Activities -
1. For each statement below about the Oathbringer review, answer yes or no, and quote the words of the review that decide it. (a) The Un:Bound site focused mainly on fantasy and romance. (b) The writer began reading Sanderson with the Mistborn series. (c) Oathbringer centers on Dalinar.
2. Reproduce a passage of the Oathbringer review word for word. Start at the words "I understand we" and end after "and Fire series.".

Text section -
*****
I understand we haven’t even spoken about Oathbringer yet, but I wanted to try and paint the frame of mind I was in when I started writing for a British book review site called Un:Bound (sadly defunct now).  The site primarily focused on fantasy and romance, but I became online friends with the site owner Adele (an incredible woman who now runs her own publishing imprint) and I came aboard to write reviews and help out moderating the insane romance forum they established.  Wanting to get into the spirit of the site more, I posted an article asking about the current state of fantasy and – if I were to dip a toe back in – where should I start?  This may not come as a surprise, but even 10 years ago people were voracious to impart their opinion online, so I had a host of choices to pick from, with only 80% of them being George R.R. Martin’s Song of Ice and Fire series.

The other consistent choice from folk was Brandon Sanderson, who at the time had a stand-alone novel called Elantris and I think was about to or had just kicked off his Mistborn series.  So I started with Elantris, and immediately fell in love with how complex and thought out the world building and magic systems were, and how character was replacing action.  It was a far cry from the small boy hero journey that was the run of the mill fantasy in the 80s, often accompanied with illustrations by the Brothers Hildebrandt.

sword of shanara art - brothers hildebrandt
From The Sword of Shanara.  Art by the Brothers Hildebrandt

This focus on flawed characters, and on the intricacies of how magic works in the world is a defining trait with Sanderson’s work, and over the course of Elantris, the (now 2 trilogies) Mistborn series and one-offs like Warbreaker this emphasis has not only become more pronounced, but other small clues led to what is now spelled out in his ambitious, masterwork The Starlight Archives: that all the worlds are connected, although time and place vary wildly.

If it sounds like something every movie studio is shooting for, well…yeah, it is.  But as Sanderson tells it, there’s no need to worry about remembering every little nuance that connects the series together – each piece can be taken on its own.  And with Oathbringer, the third book in the Stormlight Archive, I’d take that a step further: you really don’t have to even remember a lot of the previous books in the series to get a lot of what Sanderson is trying to do.  This is a full-on exploration of who we are, how our missteps define us, and how without them we cannot becomes the people we need to be.  It’s also aa quest to understand the nature of belief, in faith and in how we respond to a crisis of faith – no surprise considering Sanderson’s religious beliefs.  With a huge cast of characters each book rotates a primary, providing backstory and context to what is happening as the world is set upon with a desolation, humanity at war with a force called the Voidbringers.  In Oathbringer the focus is on Dalinar, the new leader of humanity who attempts to bring the various kingdoms together despite a wicked history of distrust in an effort to repel the coming storm.  What we discover over the course of 1,200 pages (much of which is filled with awesome battles and displays of magic so don’r freak out) is a history of a man who had done terrible things, lost his faith in God, and only comes to realize his full self when he acknowledges the pain and suffering that is his burden to bear.

It’s that last piece that really resonated with me, as the past few months have seen me reflect on my life and what I’ve done to myself, how I’ve lost my faith time and again and rather than look to own the burden I brought to forget it, losing myself in music, or movies, or food or drink or really anything to keep from recalling my faults and sins.  Brandon Sanderson’s writing awakens that curiosity in me, and the best current fantasy with authors like Patrick Rothfuss, Scott Lynch, and others (even George R.R. Martin, I suppose) manage the same feat: to use the genre as a foundation to talk about issues that matter, even if they only matter to you.

All that from a book with a talking sword that loves to kill people.
*****
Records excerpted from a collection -
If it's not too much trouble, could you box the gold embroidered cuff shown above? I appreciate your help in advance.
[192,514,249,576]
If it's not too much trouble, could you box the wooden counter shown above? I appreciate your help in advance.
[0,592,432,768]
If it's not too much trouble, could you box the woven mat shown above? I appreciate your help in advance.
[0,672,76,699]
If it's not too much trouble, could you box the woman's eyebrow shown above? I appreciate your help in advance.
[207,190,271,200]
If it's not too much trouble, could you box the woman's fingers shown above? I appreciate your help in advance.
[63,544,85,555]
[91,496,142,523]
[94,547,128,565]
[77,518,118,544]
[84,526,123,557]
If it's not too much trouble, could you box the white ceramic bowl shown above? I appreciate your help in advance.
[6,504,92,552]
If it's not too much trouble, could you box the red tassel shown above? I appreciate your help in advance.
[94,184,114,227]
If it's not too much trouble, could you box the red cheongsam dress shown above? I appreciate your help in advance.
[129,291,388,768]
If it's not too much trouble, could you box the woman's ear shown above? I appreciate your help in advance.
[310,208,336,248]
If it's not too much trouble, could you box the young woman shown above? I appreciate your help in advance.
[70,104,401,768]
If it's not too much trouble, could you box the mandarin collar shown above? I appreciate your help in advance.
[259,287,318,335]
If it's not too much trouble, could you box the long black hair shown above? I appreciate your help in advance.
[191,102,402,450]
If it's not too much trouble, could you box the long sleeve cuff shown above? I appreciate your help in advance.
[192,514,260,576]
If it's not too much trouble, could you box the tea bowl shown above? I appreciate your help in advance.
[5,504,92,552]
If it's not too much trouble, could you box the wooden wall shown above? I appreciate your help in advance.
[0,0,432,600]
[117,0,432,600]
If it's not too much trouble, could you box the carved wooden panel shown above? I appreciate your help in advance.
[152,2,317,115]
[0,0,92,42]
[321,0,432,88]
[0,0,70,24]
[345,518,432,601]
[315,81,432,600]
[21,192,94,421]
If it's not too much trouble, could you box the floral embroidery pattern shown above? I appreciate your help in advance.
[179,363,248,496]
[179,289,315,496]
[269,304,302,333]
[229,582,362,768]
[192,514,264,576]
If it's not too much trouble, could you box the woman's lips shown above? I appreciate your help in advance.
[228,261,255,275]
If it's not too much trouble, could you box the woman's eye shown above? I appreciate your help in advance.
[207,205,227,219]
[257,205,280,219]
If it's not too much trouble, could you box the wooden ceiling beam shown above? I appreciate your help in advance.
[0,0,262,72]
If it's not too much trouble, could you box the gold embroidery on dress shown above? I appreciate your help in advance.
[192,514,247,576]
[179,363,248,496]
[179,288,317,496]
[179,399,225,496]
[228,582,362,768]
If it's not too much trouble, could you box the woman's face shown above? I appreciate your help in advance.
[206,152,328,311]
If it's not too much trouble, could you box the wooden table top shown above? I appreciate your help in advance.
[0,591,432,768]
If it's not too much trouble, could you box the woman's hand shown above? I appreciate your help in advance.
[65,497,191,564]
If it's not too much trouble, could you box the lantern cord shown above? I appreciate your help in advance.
*****
Answers by item number -
1.
(a) Yes: "The site primarily focused on fantasy and romance"
(b) No: "So I started with Elantris"
(c) Yes: "In Oathbringer the focus is on Dalinar"

2.
I understand we haven’t even spoken about Oathbringer yet, but I wanted to try and paint the frame of mind I was in when I started writing for a British book review site called Un:Bound (sadly defunct now).  The site primarily focused on fantasy and romance, but I became online friends with the site owner Adele (an incredible woman who now runs her own publishing imprint) and I came aboard to write reviews and help out moderating the insane romance forum they established.  Wanting to get into the spirit of the site more, I posted an article asking about the current state of fantasy and – if I were to dip a toe back in – where should I start?  This may not come as a surprise, but even 10 years ago people were voracious to impart their opinion online, so I had a host of choices to pick from, with only 80% of them being George R.R. Martin’s Song of Ice and Fire series.